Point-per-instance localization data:
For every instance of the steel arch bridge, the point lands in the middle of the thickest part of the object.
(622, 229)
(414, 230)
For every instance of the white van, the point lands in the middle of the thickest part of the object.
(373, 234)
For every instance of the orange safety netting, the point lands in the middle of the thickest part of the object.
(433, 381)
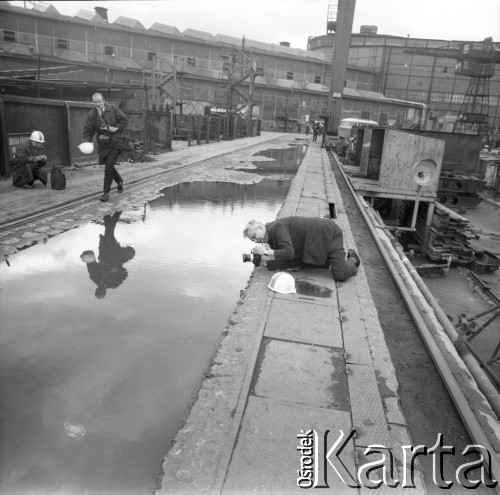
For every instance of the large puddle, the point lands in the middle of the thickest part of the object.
(100, 360)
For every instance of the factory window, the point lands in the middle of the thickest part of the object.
(62, 44)
(9, 35)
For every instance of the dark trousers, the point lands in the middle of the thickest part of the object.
(340, 267)
(110, 172)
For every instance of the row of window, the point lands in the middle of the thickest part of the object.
(64, 44)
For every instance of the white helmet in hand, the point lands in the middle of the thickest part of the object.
(282, 282)
(86, 148)
(37, 136)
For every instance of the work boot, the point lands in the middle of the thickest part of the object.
(352, 254)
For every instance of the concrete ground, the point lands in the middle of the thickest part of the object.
(289, 364)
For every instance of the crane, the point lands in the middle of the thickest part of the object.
(476, 60)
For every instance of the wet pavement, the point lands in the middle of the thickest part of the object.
(290, 364)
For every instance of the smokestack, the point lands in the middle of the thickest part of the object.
(102, 13)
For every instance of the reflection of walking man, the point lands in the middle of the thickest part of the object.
(109, 272)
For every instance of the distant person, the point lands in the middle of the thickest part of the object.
(105, 119)
(315, 132)
(300, 241)
(341, 147)
(29, 161)
(108, 272)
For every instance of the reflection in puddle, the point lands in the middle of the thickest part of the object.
(307, 289)
(93, 390)
(283, 161)
(107, 271)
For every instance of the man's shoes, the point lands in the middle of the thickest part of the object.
(352, 254)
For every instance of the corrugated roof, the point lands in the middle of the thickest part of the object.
(46, 8)
(199, 35)
(229, 40)
(130, 23)
(73, 56)
(88, 15)
(163, 28)
(257, 44)
(361, 93)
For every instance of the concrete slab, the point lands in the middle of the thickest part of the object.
(301, 374)
(299, 321)
(367, 412)
(269, 431)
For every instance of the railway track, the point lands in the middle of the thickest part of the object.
(132, 185)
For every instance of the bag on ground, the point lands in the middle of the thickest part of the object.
(123, 143)
(57, 178)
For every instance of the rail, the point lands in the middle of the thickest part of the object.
(475, 417)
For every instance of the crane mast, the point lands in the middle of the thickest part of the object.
(340, 27)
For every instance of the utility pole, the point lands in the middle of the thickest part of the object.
(343, 29)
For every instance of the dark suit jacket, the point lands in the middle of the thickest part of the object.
(309, 239)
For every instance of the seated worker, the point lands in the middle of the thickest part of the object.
(298, 241)
(28, 162)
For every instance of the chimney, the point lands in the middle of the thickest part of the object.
(102, 13)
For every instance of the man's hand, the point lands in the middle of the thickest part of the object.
(261, 249)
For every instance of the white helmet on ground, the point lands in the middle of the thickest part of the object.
(37, 136)
(282, 282)
(86, 148)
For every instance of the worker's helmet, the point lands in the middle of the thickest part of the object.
(86, 148)
(37, 136)
(283, 283)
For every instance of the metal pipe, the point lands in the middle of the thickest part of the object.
(463, 348)
(463, 407)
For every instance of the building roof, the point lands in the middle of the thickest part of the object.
(199, 35)
(163, 28)
(130, 23)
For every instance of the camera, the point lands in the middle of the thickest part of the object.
(254, 258)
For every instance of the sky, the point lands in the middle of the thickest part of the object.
(273, 21)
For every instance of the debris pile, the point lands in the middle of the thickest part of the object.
(449, 236)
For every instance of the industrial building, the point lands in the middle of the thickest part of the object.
(193, 71)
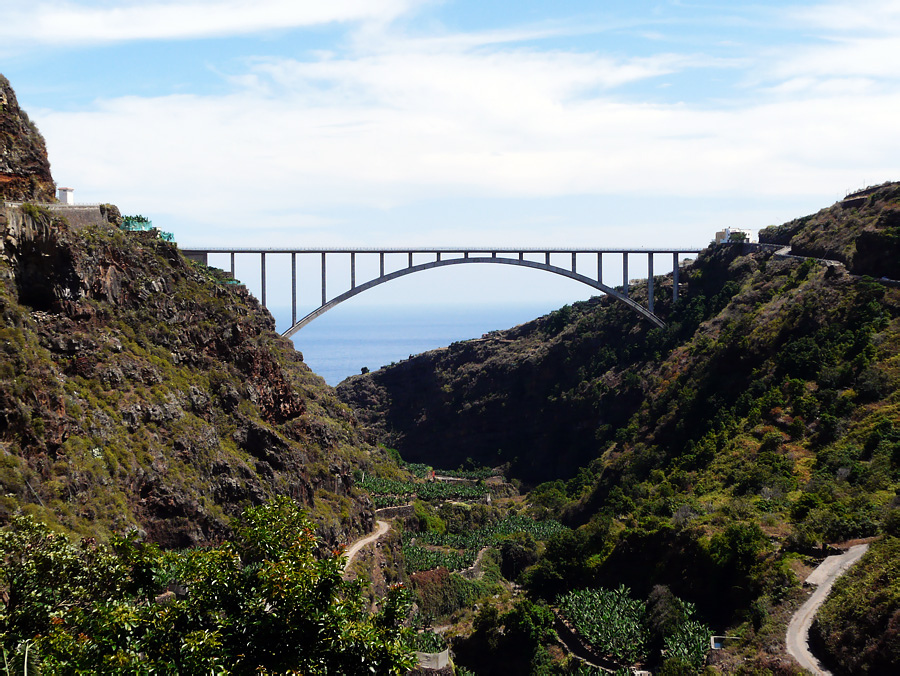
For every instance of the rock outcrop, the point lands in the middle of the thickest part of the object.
(138, 390)
(24, 167)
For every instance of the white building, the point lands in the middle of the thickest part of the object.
(66, 196)
(734, 235)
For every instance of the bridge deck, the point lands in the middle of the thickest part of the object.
(443, 256)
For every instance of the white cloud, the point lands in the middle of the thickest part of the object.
(472, 116)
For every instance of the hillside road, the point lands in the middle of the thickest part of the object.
(798, 630)
(352, 550)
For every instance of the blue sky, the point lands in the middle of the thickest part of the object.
(417, 122)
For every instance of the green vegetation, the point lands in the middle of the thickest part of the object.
(405, 491)
(141, 393)
(428, 642)
(857, 628)
(611, 621)
(262, 603)
(715, 457)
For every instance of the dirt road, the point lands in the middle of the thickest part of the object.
(798, 630)
(352, 550)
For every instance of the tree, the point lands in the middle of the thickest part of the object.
(263, 603)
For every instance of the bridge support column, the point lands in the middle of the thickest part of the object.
(323, 278)
(263, 275)
(674, 277)
(293, 289)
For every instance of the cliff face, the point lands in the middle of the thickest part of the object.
(862, 231)
(551, 395)
(137, 390)
(761, 422)
(24, 167)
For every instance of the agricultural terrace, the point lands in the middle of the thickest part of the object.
(618, 627)
(456, 551)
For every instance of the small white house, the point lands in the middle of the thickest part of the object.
(734, 235)
(66, 196)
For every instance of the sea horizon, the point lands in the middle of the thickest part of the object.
(344, 341)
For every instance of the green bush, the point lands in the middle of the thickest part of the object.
(262, 603)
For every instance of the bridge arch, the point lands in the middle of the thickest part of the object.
(384, 278)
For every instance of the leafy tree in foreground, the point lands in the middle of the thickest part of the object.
(263, 603)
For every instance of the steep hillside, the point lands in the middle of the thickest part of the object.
(706, 456)
(24, 168)
(136, 389)
(862, 230)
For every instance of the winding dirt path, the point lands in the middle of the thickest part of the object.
(798, 630)
(353, 550)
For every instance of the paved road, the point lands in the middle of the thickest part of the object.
(353, 550)
(798, 630)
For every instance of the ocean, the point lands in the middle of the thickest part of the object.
(344, 340)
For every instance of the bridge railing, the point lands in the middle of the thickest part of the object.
(443, 256)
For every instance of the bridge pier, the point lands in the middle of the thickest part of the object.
(293, 287)
(674, 276)
(455, 257)
(263, 275)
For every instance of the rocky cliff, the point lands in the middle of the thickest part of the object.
(862, 231)
(139, 391)
(707, 456)
(24, 167)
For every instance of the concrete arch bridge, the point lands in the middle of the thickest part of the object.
(421, 259)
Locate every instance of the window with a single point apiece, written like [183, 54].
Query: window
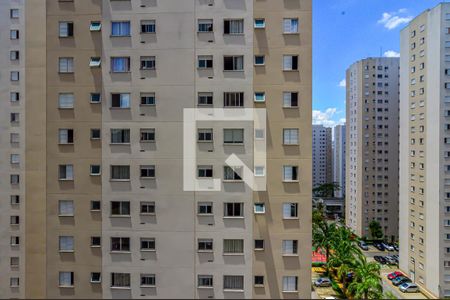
[14, 75]
[148, 62]
[96, 205]
[14, 34]
[120, 100]
[65, 29]
[148, 244]
[259, 208]
[65, 172]
[120, 136]
[148, 99]
[14, 13]
[205, 135]
[95, 62]
[148, 26]
[120, 173]
[260, 97]
[66, 100]
[205, 208]
[233, 282]
[66, 279]
[120, 64]
[290, 99]
[260, 23]
[65, 208]
[96, 277]
[96, 98]
[290, 136]
[233, 246]
[233, 26]
[66, 65]
[14, 55]
[205, 281]
[120, 208]
[290, 62]
[259, 245]
[96, 241]
[205, 25]
[290, 173]
[205, 98]
[66, 244]
[14, 96]
[148, 280]
[120, 244]
[95, 170]
[205, 171]
[95, 134]
[233, 209]
[232, 173]
[95, 26]
[120, 280]
[148, 171]
[205, 61]
[260, 60]
[147, 135]
[147, 208]
[290, 283]
[233, 63]
[65, 136]
[289, 247]
[233, 99]
[120, 28]
[290, 26]
[290, 210]
[233, 136]
[205, 245]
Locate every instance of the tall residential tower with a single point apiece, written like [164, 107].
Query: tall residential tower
[372, 146]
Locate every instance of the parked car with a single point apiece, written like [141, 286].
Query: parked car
[379, 246]
[380, 259]
[400, 280]
[323, 282]
[388, 246]
[409, 287]
[363, 245]
[395, 274]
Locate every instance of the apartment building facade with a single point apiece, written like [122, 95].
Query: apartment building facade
[424, 151]
[372, 146]
[107, 83]
[339, 153]
[322, 155]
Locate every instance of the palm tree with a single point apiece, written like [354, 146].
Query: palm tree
[367, 282]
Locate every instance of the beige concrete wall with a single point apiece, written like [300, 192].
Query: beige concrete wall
[271, 227]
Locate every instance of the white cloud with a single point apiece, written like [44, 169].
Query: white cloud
[325, 118]
[392, 20]
[391, 53]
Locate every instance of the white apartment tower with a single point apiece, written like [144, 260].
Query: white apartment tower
[322, 155]
[339, 158]
[425, 150]
[372, 145]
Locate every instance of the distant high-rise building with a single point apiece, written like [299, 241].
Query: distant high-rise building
[425, 150]
[372, 145]
[339, 158]
[322, 155]
[93, 96]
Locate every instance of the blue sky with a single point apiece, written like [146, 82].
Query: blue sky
[345, 31]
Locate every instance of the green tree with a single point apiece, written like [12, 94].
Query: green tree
[376, 231]
[326, 190]
[367, 283]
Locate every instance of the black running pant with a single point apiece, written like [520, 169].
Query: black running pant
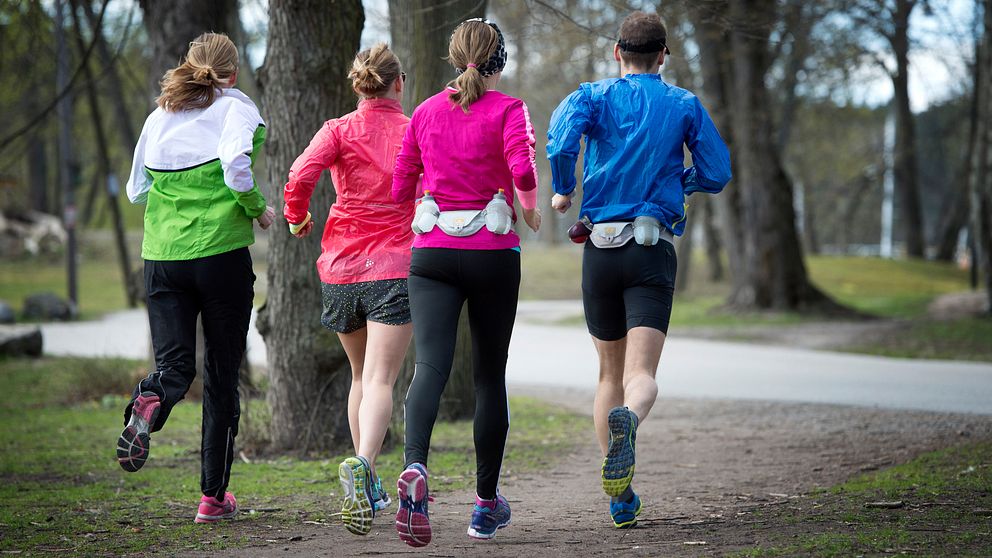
[219, 289]
[441, 281]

### WHAT IS REQUIRED:
Without the pictures, repeat exactly the lines running from the line containing "Locate every instance of the distant" through the end of the data, both ends included.

### ANSWER BOX:
Locate every instance of the distant high-rise building with a single point apiece, written like [299, 241].
Query: distant high-rise building
[425, 150]
[372, 145]
[339, 158]
[322, 155]
[93, 96]
Locate every instance of the blue sky with a single point apiece, written like [146, 82].
Query: blue sky
[345, 31]
Locate every instance of the green tree with a single point apiece, written like [12, 94].
Query: green tree
[376, 231]
[326, 190]
[367, 283]
Locate every instance of the black running pant with a single point apiece, written like [520, 169].
Query: black running pant
[219, 289]
[441, 281]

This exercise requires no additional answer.